- **Problem to solve**
Lines in which "negative" appears should be pulled from the data below.

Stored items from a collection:

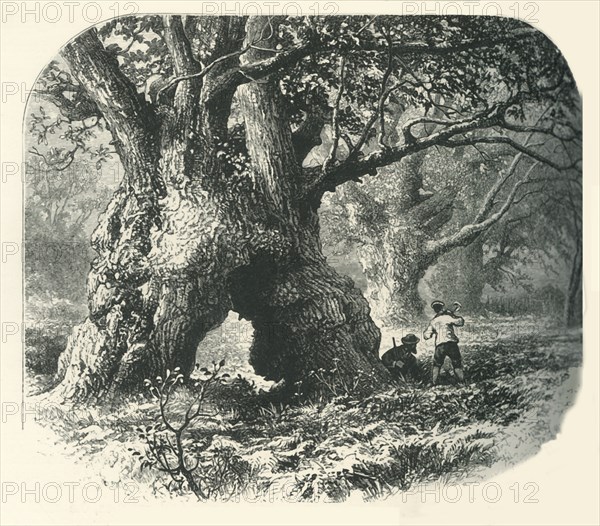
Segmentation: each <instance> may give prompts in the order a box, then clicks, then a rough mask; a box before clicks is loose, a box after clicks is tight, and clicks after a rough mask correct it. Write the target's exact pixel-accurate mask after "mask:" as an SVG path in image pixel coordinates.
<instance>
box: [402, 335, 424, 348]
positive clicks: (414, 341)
mask: <svg viewBox="0 0 600 526" xmlns="http://www.w3.org/2000/svg"><path fill="white" fill-rule="evenodd" d="M420 341H421V339H420V338H419V337H418V336H415V335H414V334H412V333H411V334H407V335H406V336H403V337H402V343H405V344H406V345H412V344H415V343H419V342H420Z"/></svg>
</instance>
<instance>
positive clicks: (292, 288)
mask: <svg viewBox="0 0 600 526" xmlns="http://www.w3.org/2000/svg"><path fill="white" fill-rule="evenodd" d="M240 23H241V19H239V18H227V17H218V19H215V22H214V23H213V24H211V25H210V27H211V35H205V37H206V38H204V39H201V40H205V41H206V40H209V39H210V38H216V39H217V41H219V39H220V36H219V35H221V32H224V33H226V34H227V35H228V36H229V37H230V38H228V39H227V41H226V42H220V43H219V42H217V44H218V45H217V44H215V46H214V53H213V56H212V57H211V58H212V59H213V60H215V59H218V58H219V57H224V58H223V60H222V62H219V63H218V65H216V66H215V67H214V68H213V69H211V70H210V73H206V74H205V75H204V76H203V77H202V78H200V77H199V76H198V75H196V74H197V73H198V72H199V71H200V69H199V68H200V66H199V64H198V63H197V62H196V60H195V59H194V52H193V41H192V42H190V41H188V39H187V36H186V32H185V31H184V28H183V25H182V21H181V19H180V17H175V16H174V17H166V18H165V40H166V43H167V46H168V48H169V51H170V54H171V57H172V59H173V61H174V65H175V74H176V75H177V76H178V77H181V80H179V81H178V82H177V83H176V87H175V92H174V94H173V95H172V97H173V100H172V102H171V104H169V105H166V106H165V107H164V108H162V109H161V106H160V102H161V100H162V99H161V98H160V97H161V94H159V95H158V102H159V109H161V111H160V112H154V111H153V108H151V107H150V106H149V105H148V104H147V103H146V102H145V101H144V100H143V98H142V97H141V96H140V95H138V94H137V93H136V92H135V88H134V87H133V86H132V85H131V84H130V82H129V81H128V80H127V79H126V78H125V77H124V76H123V74H122V73H121V72H120V71H119V68H118V65H117V64H116V61H114V59H113V58H112V57H111V56H110V55H109V54H108V53H106V51H105V50H104V48H103V46H102V44H101V42H100V41H99V39H98V37H97V35H96V34H95V31H94V30H91V31H90V32H88V33H86V34H84V35H82V36H80V37H78V38H77V39H76V40H75V41H74V42H72V43H70V44H69V45H67V47H66V48H65V50H64V51H63V53H62V54H63V56H64V57H65V59H66V61H67V62H68V64H69V66H70V68H71V71H72V73H73V75H74V76H75V78H77V80H78V81H79V82H80V83H81V84H82V85H83V86H84V88H85V89H86V92H87V93H88V94H89V96H90V98H92V99H93V100H95V101H97V104H98V106H99V108H100V111H101V112H102V114H103V115H104V116H105V118H106V120H107V121H108V122H109V124H110V127H111V131H112V133H113V136H114V137H115V144H116V146H115V147H116V148H117V151H118V154H119V156H120V158H121V160H122V162H123V165H124V167H125V171H126V175H125V178H124V180H123V182H122V184H121V186H120V188H119V190H118V191H117V193H116V194H115V196H114V198H113V200H112V201H111V204H110V205H109V207H108V209H107V210H106V212H105V213H104V215H103V216H102V218H101V220H100V224H99V226H98V228H97V229H96V231H95V233H94V238H93V246H94V248H95V249H96V251H97V252H98V257H97V258H96V259H95V261H94V263H93V265H92V270H91V272H90V276H89V280H88V297H89V310H90V314H89V318H88V319H87V320H86V321H85V322H84V323H83V324H81V325H80V326H78V327H76V328H75V329H74V330H73V333H72V335H71V337H70V339H69V342H68V345H67V349H66V350H65V352H64V353H63V355H62V356H61V358H60V364H59V371H58V374H57V380H58V381H59V382H60V383H59V385H58V387H57V389H56V393H57V394H58V395H60V396H61V397H63V398H69V399H73V400H78V401H82V400H97V399H102V398H104V397H105V396H106V395H108V396H109V397H110V396H116V395H117V394H121V393H123V392H127V391H135V390H137V389H139V388H140V386H141V384H142V383H143V380H144V379H145V378H151V377H154V376H158V375H162V374H164V372H165V370H166V369H167V368H171V369H173V368H175V367H177V366H178V367H181V368H182V371H183V372H184V373H186V374H188V373H190V372H191V370H192V369H193V365H194V363H195V353H196V349H197V346H198V343H199V342H200V340H201V339H202V338H203V337H204V335H205V334H206V333H207V332H208V331H209V330H210V329H212V328H214V327H216V326H218V325H219V324H220V323H221V322H222V321H223V320H224V319H225V317H226V316H227V313H228V311H229V310H230V309H231V308H233V309H235V310H236V311H238V312H239V313H240V314H241V315H242V316H244V317H247V318H248V319H250V320H251V321H252V323H253V325H254V328H255V341H254V343H253V345H252V351H251V360H252V364H253V365H254V366H255V369H256V370H257V372H258V373H259V374H264V375H265V376H267V377H268V378H270V379H273V380H281V379H285V380H286V384H287V386H288V388H289V389H290V392H291V390H292V389H295V388H296V386H297V385H299V383H300V382H302V386H303V387H302V391H303V392H305V393H308V392H314V391H315V390H325V391H326V390H327V389H329V390H330V391H331V386H332V385H336V384H338V385H349V384H352V383H357V384H358V387H359V388H361V389H362V390H363V391H365V392H367V391H372V390H374V389H376V388H378V387H379V386H383V385H387V384H388V383H390V382H391V378H390V376H389V374H388V372H387V370H386V369H385V368H384V367H383V366H382V365H381V364H380V362H379V360H378V356H377V351H378V348H379V338H380V334H379V330H378V329H377V327H376V326H375V324H374V323H373V321H372V320H371V318H370V316H369V306H368V304H367V302H366V301H365V299H364V298H363V297H362V296H361V294H360V292H359V291H358V290H357V289H356V288H355V287H354V285H353V283H352V281H351V280H349V279H348V278H344V277H342V276H340V275H338V274H337V273H336V272H335V271H334V270H333V269H332V268H331V267H330V266H329V265H328V264H327V263H326V261H325V258H324V256H323V255H322V253H321V247H320V240H319V227H318V217H317V213H316V211H317V208H318V205H319V203H318V202H314V199H313V201H312V202H307V201H306V200H304V199H302V198H301V197H300V196H301V191H300V188H299V184H300V181H301V177H300V164H299V155H298V152H297V151H295V150H294V145H293V143H292V137H291V132H290V129H289V126H288V124H287V121H286V120H285V119H284V115H283V113H282V108H281V105H280V104H279V101H278V98H277V97H278V90H277V88H276V85H275V84H274V83H273V82H272V81H270V80H267V81H260V82H253V83H250V84H248V85H247V86H243V87H241V88H240V89H239V93H238V98H239V101H240V103H241V105H242V108H243V113H244V116H245V120H246V139H247V146H248V152H249V154H250V157H251V160H252V168H253V169H252V170H251V171H247V170H246V171H240V170H239V168H238V167H236V166H235V164H234V163H232V162H230V161H228V158H229V156H228V155H226V154H227V153H228V151H229V150H230V149H231V142H234V141H233V139H234V138H233V137H232V135H231V134H232V131H231V130H228V127H227V124H228V118H229V113H230V109H231V104H232V99H233V97H234V92H235V88H236V86H235V85H234V87H233V88H231V89H227V88H224V87H223V86H222V85H221V84H220V82H219V80H218V79H219V78H220V77H219V74H220V72H221V71H223V70H226V69H227V68H229V70H231V60H237V57H235V56H233V55H232V57H231V59H229V57H228V54H229V53H231V51H232V50H235V49H240V48H241V46H242V40H241V39H240V38H233V36H235V35H236V34H237V35H240V34H243V27H240ZM266 23H267V19H266V18H256V19H251V20H250V21H249V23H248V27H247V35H246V42H251V41H255V39H256V35H257V33H258V32H262V31H263V29H264V25H265V24H266ZM215 24H217V25H220V31H219V30H217V29H215ZM207 27H208V26H207ZM215 35H216V37H215ZM253 39H254V40H253ZM261 53H268V52H265V51H261V50H259V49H256V50H254V49H253V50H251V51H250V52H249V53H247V54H246V57H245V58H246V59H257V58H260V55H261ZM194 75H196V76H194ZM162 96H163V97H166V96H167V94H163V95H162ZM132 115H133V116H135V117H136V119H137V120H136V119H132V118H131V116H132ZM228 142H229V144H228ZM238 153H239V152H238ZM319 369H323V370H326V371H331V370H332V369H333V370H335V372H334V373H331V378H330V379H329V380H328V382H327V386H323V385H321V383H322V382H319V381H317V380H316V375H314V374H313V373H312V371H314V370H319ZM361 370H362V371H361ZM328 374H329V373H328ZM359 374H362V375H363V376H364V378H363V380H362V381H358V380H357V377H358V376H359ZM321 376H322V375H321ZM325 387H326V389H325ZM334 390H335V389H334Z"/></svg>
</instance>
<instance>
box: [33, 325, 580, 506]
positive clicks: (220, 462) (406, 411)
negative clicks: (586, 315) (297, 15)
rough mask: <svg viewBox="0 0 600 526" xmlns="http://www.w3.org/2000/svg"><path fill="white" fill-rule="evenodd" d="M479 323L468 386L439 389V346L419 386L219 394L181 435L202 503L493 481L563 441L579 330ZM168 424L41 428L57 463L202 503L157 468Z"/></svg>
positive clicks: (89, 423)
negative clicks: (481, 479)
mask: <svg viewBox="0 0 600 526" xmlns="http://www.w3.org/2000/svg"><path fill="white" fill-rule="evenodd" d="M474 321H476V323H474ZM468 326H470V327H475V329H471V330H470V331H469V330H463V331H462V332H461V349H462V353H463V360H464V363H465V370H466V382H465V384H464V385H460V386H458V385H455V384H454V378H453V376H452V374H451V372H450V371H449V370H444V371H443V372H442V375H441V380H442V383H441V385H438V386H435V387H432V386H431V385H430V381H429V372H430V370H431V358H432V353H433V352H432V351H433V349H432V348H431V347H432V346H425V345H423V343H421V344H420V346H419V354H418V358H419V363H420V367H421V372H422V375H421V377H420V379H417V380H413V381H409V382H407V383H406V384H405V385H403V386H402V387H400V388H398V389H394V390H391V391H386V392H382V393H379V394H377V395H374V396H372V397H369V398H360V399H359V398H355V397H353V396H352V395H351V394H344V395H342V396H339V397H337V398H335V399H334V400H331V401H328V402H321V401H318V400H316V401H312V402H309V403H304V404H301V405H295V406H294V405H286V404H282V403H276V402H273V401H272V400H271V401H269V400H267V398H266V397H265V396H264V395H260V394H256V391H257V389H256V387H255V388H254V389H252V388H251V387H250V384H249V383H248V382H245V381H244V382H241V381H240V382H237V383H235V382H234V383H235V384H236V385H237V387H236V388H233V387H232V388H227V387H223V386H221V387H220V388H219V389H218V394H215V395H214V397H213V399H212V401H210V402H209V405H210V408H211V410H214V411H216V415H215V416H214V417H211V418H206V419H205V418H200V419H198V420H197V421H195V422H194V423H193V424H192V425H191V426H190V427H189V428H188V429H186V431H185V432H184V434H183V437H182V439H183V440H182V441H183V445H184V447H185V449H186V452H187V453H189V455H190V457H196V458H200V464H199V466H198V467H197V468H196V470H195V471H194V476H195V477H196V480H197V481H198V484H199V486H200V487H201V488H202V491H203V493H204V494H205V495H206V496H208V497H209V498H210V499H214V500H240V499H242V500H250V501H256V500H260V501H273V500H284V501H316V500H320V501H340V500H345V499H348V498H355V497H356V498H363V499H367V500H371V499H378V498H386V497H390V496H393V495H396V494H398V493H400V492H403V491H407V490H408V489H409V488H410V487H411V486H413V485H415V484H424V483H428V482H434V481H439V480H443V481H444V482H446V483H447V482H449V481H460V480H463V479H464V478H465V477H472V476H477V474H478V473H487V474H488V475H489V473H491V472H493V471H498V470H500V469H504V468H506V467H507V466H511V465H514V464H516V463H518V462H520V461H522V460H524V459H525V458H528V457H530V456H531V455H533V454H535V453H536V452H537V451H538V450H539V448H540V447H541V446H542V444H544V443H545V442H547V441H549V440H553V439H554V438H555V437H556V435H557V433H558V431H559V429H560V425H561V421H562V418H563V416H564V413H565V411H566V410H567V409H568V408H569V406H571V405H572V404H573V402H574V399H575V396H576V393H577V390H578V387H579V376H580V367H581V360H582V345H581V332H580V331H573V332H561V331H559V330H558V329H556V328H553V325H552V323H551V320H546V321H544V322H542V321H540V320H539V319H537V318H521V319H520V321H518V322H517V321H516V319H511V318H502V319H495V320H487V321H486V320H485V319H479V320H472V322H471V323H469V324H468ZM404 332H405V333H406V332H417V330H416V329H413V330H412V331H411V330H405V331H404ZM392 335H393V336H395V337H396V339H397V340H399V338H400V337H401V336H402V331H400V330H384V331H383V339H384V342H385V341H386V339H389V340H390V345H391V337H392ZM382 347H383V348H387V347H389V345H382ZM229 359H230V361H231V359H232V357H231V356H229ZM240 361H243V359H242V358H240ZM226 364H227V358H226ZM226 368H227V365H226ZM237 372H238V371H237V370H232V371H231V373H232V375H233V376H235V374H236V373H237ZM42 399H43V397H42ZM34 400H35V398H34ZM189 403H190V392H189V391H188V390H186V389H185V388H182V389H181V390H180V391H179V392H177V391H176V392H175V394H174V396H173V399H172V400H171V402H170V405H169V409H168V416H169V417H170V418H173V419H174V420H176V419H177V418H178V417H181V416H182V415H183V414H184V413H185V410H186V408H187V407H188V405H189ZM160 423H161V416H160V411H159V408H158V405H157V403H156V402H155V401H151V400H149V399H148V398H147V397H143V396H140V398H138V399H129V400H126V401H123V402H122V404H121V405H120V406H119V408H118V409H117V410H115V409H114V408H107V407H104V408H103V407H100V408H93V409H77V410H69V411H66V410H64V409H61V408H59V407H57V406H55V405H48V406H47V407H46V408H45V409H44V410H42V411H40V412H39V413H38V422H37V424H40V425H41V426H42V427H41V429H42V428H43V429H45V432H44V433H42V434H41V435H40V440H39V441H40V447H41V448H43V450H44V451H45V452H46V454H48V453H50V454H51V453H54V454H55V453H56V452H57V450H60V451H62V453H63V455H64V456H65V457H66V458H68V459H69V462H70V463H75V464H76V465H78V466H79V467H80V468H81V470H80V471H82V472H83V471H86V472H87V473H88V474H89V475H90V476H93V477H95V478H94V480H98V481H101V483H102V484H105V485H107V486H111V487H114V486H115V485H117V486H119V485H120V486H123V485H125V486H126V487H127V488H129V490H131V488H134V489H133V490H132V493H135V498H136V499H139V498H141V499H148V500H151V499H156V498H157V497H168V498H178V499H179V498H182V499H188V498H195V497H194V495H193V494H192V493H190V491H189V488H188V486H187V485H186V484H183V485H181V484H177V483H175V482H174V481H173V478H174V477H173V476H172V475H169V474H167V473H165V472H164V471H161V470H160V469H159V467H160V463H158V464H157V463H154V465H148V464H149V462H148V461H149V460H150V461H151V460H152V455H151V454H149V447H148V444H149V443H151V442H152V440H156V438H157V437H160V436H161V435H160V434H161V431H157V425H159V424H160ZM162 433H163V434H164V431H163V432H162ZM150 464H151V462H150ZM188 465H189V464H188ZM92 474H93V475H92Z"/></svg>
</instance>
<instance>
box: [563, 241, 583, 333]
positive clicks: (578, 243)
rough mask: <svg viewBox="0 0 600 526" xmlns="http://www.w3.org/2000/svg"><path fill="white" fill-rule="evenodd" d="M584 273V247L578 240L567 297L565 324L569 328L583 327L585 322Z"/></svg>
mask: <svg viewBox="0 0 600 526" xmlns="http://www.w3.org/2000/svg"><path fill="white" fill-rule="evenodd" d="M582 272H583V258H582V247H581V243H580V240H579V239H578V240H577V247H576V250H575V255H574V256H573V263H572V265H571V275H570V278H569V285H568V288H567V294H566V297H565V323H566V325H567V327H581V325H582V322H583V298H582V289H581V277H582Z"/></svg>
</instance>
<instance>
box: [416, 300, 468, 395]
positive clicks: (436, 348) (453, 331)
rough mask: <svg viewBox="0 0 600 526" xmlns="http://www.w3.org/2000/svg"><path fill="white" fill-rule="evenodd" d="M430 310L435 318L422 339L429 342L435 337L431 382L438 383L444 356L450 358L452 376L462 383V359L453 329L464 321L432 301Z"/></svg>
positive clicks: (453, 313) (424, 333)
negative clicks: (454, 374) (440, 368)
mask: <svg viewBox="0 0 600 526" xmlns="http://www.w3.org/2000/svg"><path fill="white" fill-rule="evenodd" d="M431 308H432V309H433V310H434V312H435V316H434V317H433V319H432V320H431V322H430V323H429V326H428V327H427V329H425V332H424V333H423V338H424V339H426V340H429V339H430V338H432V337H433V336H435V353H434V355H433V370H432V381H433V385H436V384H437V382H438V377H439V375H440V367H442V366H443V365H444V359H445V358H446V356H448V358H450V361H451V362H452V367H453V368H454V374H456V378H457V379H458V381H459V382H463V381H464V372H463V365H462V357H461V355H460V350H459V348H458V337H457V336H456V334H455V333H454V327H462V326H463V325H464V324H465V320H464V319H463V318H462V317H460V316H457V315H456V314H455V313H454V312H451V311H449V310H447V309H445V308H444V303H443V302H441V301H434V302H433V303H432V304H431Z"/></svg>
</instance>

- **Reply to the task**
negative clicks: (586, 315) (297, 15)
negative clicks: (481, 479)
negative clicks: (454, 374) (440, 368)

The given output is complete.